The problem ->
When you reach the line that contains "Query: cherry blossom tree" in the entries below, begin returning lines exactly as written and continue through the last one.

[Data extracted from a collection]
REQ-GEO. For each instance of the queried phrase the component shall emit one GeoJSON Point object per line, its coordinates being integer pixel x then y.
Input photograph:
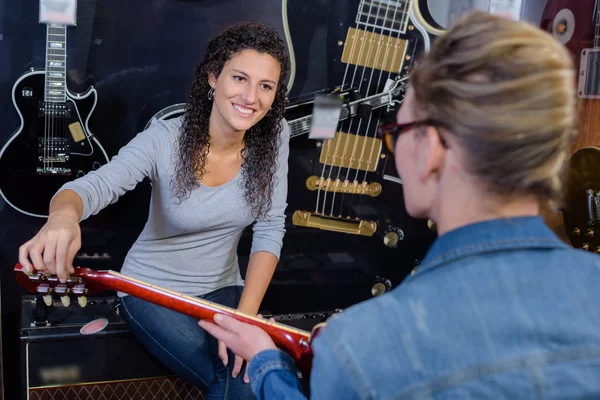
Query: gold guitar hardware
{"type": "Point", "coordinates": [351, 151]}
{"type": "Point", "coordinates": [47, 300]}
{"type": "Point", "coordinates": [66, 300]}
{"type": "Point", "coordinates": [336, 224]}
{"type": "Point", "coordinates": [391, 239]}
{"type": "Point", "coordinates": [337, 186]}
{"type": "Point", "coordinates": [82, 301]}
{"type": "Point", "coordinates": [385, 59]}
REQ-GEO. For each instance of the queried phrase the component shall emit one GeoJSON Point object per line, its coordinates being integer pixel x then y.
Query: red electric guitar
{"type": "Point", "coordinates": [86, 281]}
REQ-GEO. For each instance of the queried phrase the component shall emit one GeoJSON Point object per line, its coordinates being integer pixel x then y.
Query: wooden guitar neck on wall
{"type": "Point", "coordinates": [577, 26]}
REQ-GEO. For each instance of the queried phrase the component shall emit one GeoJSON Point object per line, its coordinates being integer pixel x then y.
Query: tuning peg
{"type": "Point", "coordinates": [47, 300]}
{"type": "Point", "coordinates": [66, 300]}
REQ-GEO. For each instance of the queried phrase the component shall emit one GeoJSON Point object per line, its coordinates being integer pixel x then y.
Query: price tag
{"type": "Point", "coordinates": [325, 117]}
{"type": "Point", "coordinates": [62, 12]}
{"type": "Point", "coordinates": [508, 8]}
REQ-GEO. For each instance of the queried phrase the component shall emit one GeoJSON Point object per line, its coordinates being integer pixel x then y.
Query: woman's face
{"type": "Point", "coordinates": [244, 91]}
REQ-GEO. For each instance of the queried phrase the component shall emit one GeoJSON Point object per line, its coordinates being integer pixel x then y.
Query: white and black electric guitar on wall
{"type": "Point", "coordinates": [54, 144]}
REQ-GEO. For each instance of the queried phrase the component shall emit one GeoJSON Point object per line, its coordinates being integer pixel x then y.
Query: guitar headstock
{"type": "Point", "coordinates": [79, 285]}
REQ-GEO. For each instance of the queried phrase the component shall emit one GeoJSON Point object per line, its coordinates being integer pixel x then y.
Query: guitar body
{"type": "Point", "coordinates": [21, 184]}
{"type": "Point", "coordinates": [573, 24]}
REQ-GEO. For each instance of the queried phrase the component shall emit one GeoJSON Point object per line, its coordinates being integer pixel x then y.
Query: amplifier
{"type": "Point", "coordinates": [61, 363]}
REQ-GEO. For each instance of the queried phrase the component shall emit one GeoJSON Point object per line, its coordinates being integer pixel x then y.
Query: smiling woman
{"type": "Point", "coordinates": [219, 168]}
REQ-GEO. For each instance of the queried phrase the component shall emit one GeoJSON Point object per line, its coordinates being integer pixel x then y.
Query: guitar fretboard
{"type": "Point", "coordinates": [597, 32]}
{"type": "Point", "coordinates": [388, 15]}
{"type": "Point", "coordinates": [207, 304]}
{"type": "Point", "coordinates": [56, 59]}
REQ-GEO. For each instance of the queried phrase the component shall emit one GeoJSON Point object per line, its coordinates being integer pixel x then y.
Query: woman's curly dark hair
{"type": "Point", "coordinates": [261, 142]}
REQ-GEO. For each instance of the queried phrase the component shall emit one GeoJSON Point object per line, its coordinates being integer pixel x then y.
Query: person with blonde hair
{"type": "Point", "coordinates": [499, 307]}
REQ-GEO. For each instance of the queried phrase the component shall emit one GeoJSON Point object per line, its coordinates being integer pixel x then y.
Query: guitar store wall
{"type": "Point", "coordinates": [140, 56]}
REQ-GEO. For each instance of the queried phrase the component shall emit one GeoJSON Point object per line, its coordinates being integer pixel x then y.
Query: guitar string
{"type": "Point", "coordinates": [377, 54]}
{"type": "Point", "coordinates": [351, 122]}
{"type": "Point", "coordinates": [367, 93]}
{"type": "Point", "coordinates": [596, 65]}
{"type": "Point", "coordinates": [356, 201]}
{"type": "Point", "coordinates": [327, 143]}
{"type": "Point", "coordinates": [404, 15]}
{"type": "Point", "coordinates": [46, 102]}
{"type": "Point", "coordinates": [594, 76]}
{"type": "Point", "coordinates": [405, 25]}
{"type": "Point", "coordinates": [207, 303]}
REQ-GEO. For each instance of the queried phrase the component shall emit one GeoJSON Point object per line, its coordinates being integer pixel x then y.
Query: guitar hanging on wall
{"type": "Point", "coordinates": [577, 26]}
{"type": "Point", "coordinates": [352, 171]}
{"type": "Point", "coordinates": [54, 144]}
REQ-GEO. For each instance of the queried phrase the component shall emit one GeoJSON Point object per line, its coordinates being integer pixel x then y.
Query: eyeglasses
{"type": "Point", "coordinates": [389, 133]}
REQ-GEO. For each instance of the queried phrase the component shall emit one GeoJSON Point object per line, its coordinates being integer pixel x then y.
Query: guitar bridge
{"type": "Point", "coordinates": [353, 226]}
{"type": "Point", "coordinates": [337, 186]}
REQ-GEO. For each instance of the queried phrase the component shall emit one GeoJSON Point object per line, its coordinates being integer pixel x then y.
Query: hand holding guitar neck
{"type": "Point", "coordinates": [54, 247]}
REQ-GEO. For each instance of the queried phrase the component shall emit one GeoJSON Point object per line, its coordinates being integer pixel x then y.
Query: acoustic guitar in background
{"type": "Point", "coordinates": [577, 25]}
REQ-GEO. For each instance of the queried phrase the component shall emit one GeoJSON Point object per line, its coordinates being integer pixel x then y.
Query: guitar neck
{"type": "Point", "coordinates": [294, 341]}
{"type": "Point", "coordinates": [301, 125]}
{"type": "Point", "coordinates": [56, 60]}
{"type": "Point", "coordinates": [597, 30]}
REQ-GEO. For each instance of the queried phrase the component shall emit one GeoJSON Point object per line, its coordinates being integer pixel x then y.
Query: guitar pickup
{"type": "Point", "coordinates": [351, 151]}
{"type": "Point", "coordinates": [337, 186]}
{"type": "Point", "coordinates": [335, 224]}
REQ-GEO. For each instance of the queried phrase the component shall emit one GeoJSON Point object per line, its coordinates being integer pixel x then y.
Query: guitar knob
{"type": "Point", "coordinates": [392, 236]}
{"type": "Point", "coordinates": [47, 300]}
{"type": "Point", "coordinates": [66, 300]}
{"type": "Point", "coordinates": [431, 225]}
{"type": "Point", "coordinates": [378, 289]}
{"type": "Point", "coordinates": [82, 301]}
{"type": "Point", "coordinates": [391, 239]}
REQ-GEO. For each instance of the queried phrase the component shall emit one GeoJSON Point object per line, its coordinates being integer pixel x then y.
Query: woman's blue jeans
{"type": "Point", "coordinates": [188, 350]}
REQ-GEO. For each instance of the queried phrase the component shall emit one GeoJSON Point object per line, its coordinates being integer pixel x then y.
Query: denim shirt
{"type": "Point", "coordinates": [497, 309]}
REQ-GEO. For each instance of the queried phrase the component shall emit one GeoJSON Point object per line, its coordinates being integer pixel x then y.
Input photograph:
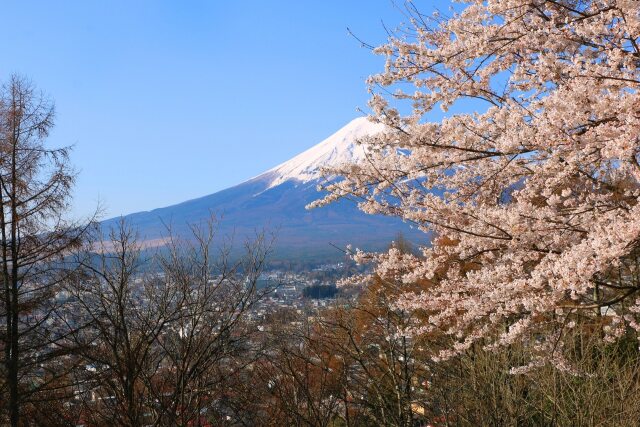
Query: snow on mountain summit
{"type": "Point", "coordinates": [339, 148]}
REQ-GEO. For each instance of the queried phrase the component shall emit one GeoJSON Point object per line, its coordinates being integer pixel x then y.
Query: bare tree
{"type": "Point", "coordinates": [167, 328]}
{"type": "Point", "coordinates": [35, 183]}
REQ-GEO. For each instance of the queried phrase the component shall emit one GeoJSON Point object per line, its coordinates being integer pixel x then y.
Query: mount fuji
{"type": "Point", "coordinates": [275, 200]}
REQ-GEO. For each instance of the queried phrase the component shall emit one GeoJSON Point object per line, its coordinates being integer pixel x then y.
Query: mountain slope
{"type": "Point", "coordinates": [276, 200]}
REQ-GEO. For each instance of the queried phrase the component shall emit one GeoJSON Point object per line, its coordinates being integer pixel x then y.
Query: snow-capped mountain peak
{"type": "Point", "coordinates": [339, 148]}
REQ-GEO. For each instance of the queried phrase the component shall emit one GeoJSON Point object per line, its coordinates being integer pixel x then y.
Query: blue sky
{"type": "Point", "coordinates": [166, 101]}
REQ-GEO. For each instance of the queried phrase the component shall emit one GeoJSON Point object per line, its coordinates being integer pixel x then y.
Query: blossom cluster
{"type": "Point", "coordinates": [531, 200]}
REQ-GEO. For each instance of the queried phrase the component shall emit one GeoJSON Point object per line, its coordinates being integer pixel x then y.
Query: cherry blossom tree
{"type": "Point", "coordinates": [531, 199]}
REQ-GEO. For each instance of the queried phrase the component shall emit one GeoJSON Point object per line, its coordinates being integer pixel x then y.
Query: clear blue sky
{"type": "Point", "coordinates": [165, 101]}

Response below ->
Query: cherry blossom tree
{"type": "Point", "coordinates": [531, 199]}
REQ-GEO. For each instance of the queried phrase the component shall emit one GeoJSON Point object per line, its coordinates being integer pixel x then y.
Query: clear blue sky
{"type": "Point", "coordinates": [165, 101]}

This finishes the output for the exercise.